(Beginning of Data to examine)
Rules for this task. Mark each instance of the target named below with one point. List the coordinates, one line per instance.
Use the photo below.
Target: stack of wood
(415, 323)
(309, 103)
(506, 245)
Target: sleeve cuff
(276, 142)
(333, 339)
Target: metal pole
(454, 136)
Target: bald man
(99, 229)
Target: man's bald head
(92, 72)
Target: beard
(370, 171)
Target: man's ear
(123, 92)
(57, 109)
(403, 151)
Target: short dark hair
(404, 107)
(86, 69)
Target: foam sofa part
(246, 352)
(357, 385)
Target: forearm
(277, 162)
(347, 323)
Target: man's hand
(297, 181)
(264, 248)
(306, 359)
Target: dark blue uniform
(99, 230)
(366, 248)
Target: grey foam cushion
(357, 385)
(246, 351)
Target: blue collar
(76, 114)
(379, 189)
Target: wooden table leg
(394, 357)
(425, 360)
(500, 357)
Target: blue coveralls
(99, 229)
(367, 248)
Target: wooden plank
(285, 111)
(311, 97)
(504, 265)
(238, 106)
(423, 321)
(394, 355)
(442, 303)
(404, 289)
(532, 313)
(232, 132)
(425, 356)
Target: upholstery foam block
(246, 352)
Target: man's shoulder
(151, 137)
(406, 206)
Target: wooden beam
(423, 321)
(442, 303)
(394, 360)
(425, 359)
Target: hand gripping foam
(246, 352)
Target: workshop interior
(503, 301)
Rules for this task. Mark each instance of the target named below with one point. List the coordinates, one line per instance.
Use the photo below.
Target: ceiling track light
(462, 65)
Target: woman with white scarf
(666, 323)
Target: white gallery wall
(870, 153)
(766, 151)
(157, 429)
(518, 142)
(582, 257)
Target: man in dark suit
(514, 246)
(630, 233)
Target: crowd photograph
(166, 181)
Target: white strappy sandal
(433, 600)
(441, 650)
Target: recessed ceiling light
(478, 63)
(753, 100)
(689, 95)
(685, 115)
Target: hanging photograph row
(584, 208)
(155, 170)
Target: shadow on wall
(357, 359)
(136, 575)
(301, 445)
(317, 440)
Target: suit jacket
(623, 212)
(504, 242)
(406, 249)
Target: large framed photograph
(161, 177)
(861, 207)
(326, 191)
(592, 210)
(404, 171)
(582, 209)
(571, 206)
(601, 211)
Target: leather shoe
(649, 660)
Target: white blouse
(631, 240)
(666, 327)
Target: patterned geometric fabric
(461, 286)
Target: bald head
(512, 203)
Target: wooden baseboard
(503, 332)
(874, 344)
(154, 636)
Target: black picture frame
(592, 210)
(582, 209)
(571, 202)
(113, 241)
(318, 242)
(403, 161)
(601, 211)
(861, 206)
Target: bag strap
(End of Data to examine)
# Assignment:
Transcribe all the material exactly.

# Response:
Rules for this task. Mark each instance of the target named below with one point. List the coordinates, one line per instance.
Use the photo below.
Target: stack of wood
(415, 323)
(309, 103)
(506, 245)
Target: sleeve cuff
(276, 142)
(333, 339)
Target: metal pole
(454, 136)
Target: bald man
(99, 229)
Target: man's bald head
(92, 72)
Target: beard
(370, 171)
Target: man's ear
(123, 92)
(57, 109)
(403, 151)
Target: short dark hair
(404, 107)
(86, 69)
Target: foam sofa part
(246, 352)
(357, 385)
Target: forearm
(277, 162)
(347, 323)
Target: man's hand
(297, 181)
(264, 248)
(306, 359)
Target: dark blue uniform
(99, 230)
(366, 248)
Target: grey foam cushion
(357, 385)
(246, 351)
Target: blue collar
(76, 114)
(379, 189)
Target: wooden table leg
(394, 357)
(425, 360)
(500, 357)
Target: blue coveralls
(99, 229)
(367, 248)
Target: wooden plank
(285, 111)
(311, 97)
(504, 265)
(238, 106)
(423, 321)
(394, 355)
(442, 303)
(404, 289)
(532, 313)
(232, 132)
(425, 356)
Target: upholstery foam block
(246, 352)
Target: man's shoulder
(151, 137)
(406, 206)
Target: wooden beam
(423, 321)
(442, 303)
(394, 360)
(425, 359)
Target: hand gripping foam
(246, 352)
Target: workshop interior
(503, 301)
Rules for this task. Mark each instance of the target named below with one point. List the coordinates, one line per instance.
Use the photo below.
Target: ceiling track light
(462, 65)
Target: woman with white scarf
(666, 323)
Target: white gallery wall
(870, 153)
(766, 151)
(157, 429)
(518, 142)
(582, 257)
Target: man in dark suit
(514, 246)
(630, 233)
Target: crowd photograph
(166, 181)
Target: white strappy sandal
(433, 600)
(441, 650)
Target: recessed ceiling light
(478, 63)
(753, 100)
(689, 95)
(685, 115)
Target: hanging photograph row
(584, 208)
(155, 170)
Target: shadow on wall
(357, 359)
(136, 575)
(301, 445)
(317, 440)
Target: suit jacket
(623, 212)
(504, 242)
(406, 249)
Target: large framed photograph
(161, 177)
(861, 207)
(326, 191)
(592, 210)
(404, 171)
(582, 209)
(571, 206)
(601, 211)
Target: leather shoe
(649, 660)
Target: white blouse
(631, 240)
(666, 327)
Target: patterned geometric fabric
(461, 286)
Target: bald head
(512, 203)
Target: wooden baseboard
(503, 332)
(874, 344)
(154, 636)
Target: black picture frame
(592, 210)
(582, 209)
(571, 202)
(113, 241)
(318, 242)
(403, 161)
(601, 211)
(861, 206)
Target: bag strap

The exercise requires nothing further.